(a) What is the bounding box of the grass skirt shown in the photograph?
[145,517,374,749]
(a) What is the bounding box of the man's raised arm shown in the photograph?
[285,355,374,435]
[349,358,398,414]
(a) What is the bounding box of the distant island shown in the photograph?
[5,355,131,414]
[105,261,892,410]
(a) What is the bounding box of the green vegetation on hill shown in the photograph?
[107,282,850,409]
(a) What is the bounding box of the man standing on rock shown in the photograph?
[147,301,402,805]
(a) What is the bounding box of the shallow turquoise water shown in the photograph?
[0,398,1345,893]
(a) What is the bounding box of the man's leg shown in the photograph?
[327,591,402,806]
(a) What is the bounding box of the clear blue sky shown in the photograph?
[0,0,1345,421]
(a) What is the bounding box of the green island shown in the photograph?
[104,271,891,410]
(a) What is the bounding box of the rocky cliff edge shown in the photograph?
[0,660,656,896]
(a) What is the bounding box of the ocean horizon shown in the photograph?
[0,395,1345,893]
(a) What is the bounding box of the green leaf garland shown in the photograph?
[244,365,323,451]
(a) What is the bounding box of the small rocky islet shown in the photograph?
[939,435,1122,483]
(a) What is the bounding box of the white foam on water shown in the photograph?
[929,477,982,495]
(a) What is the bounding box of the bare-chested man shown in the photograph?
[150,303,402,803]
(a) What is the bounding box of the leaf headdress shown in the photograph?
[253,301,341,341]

::::

Problem: Update every row above so that "photograph" becomes "image" throughout, keeping everything else the same.

Exercise result:
(a) What is the bounding box of the grass skirt shown in the image?
[145,517,374,749]
(a) What is the bounding box of the man's raised arm shown in the image?
[285,355,374,435]
[349,358,398,414]
(a) What is the bounding box of the distant island shown in the image?
[5,355,131,414]
[105,261,892,410]
(a) What is the bounding box of the green vegetation on hill shown in the image?
[107,282,850,409]
(a) What is the bounding box of the man standing on rock shown in the image?
[147,301,402,805]
(a) What is the bounding box of the shallow turquoise water shown in the image?
[0,398,1345,893]
(a) What is the bounding box of the man's leg shown in the image?
[327,591,402,806]
(a) What is the bounding box of the clear blue sky shown in the image?
[0,0,1345,421]
(a) What is the bounding box of the green island shown in the image?
[104,271,891,410]
(a) What is the bounding box of the rocky cliff edge shown in the image?
[0,660,656,896]
(a) What is the bounding box of the ocean horizon shown in the image?
[0,395,1345,893]
(a) What is the bounding box of the green leaf garland shown in the image?
[244,365,323,451]
(a) What is the bounding box of the small rocky islet shown in the image?
[939,435,1122,483]
(a) What is the bounding box of the white foam on water shown in the image?
[929,477,982,495]
(a) What is the bounding box of the bare-chested man shown in the image?
[150,303,402,803]
(a) What is the bounding box of the leaf headdress shown in the image?
[253,301,341,341]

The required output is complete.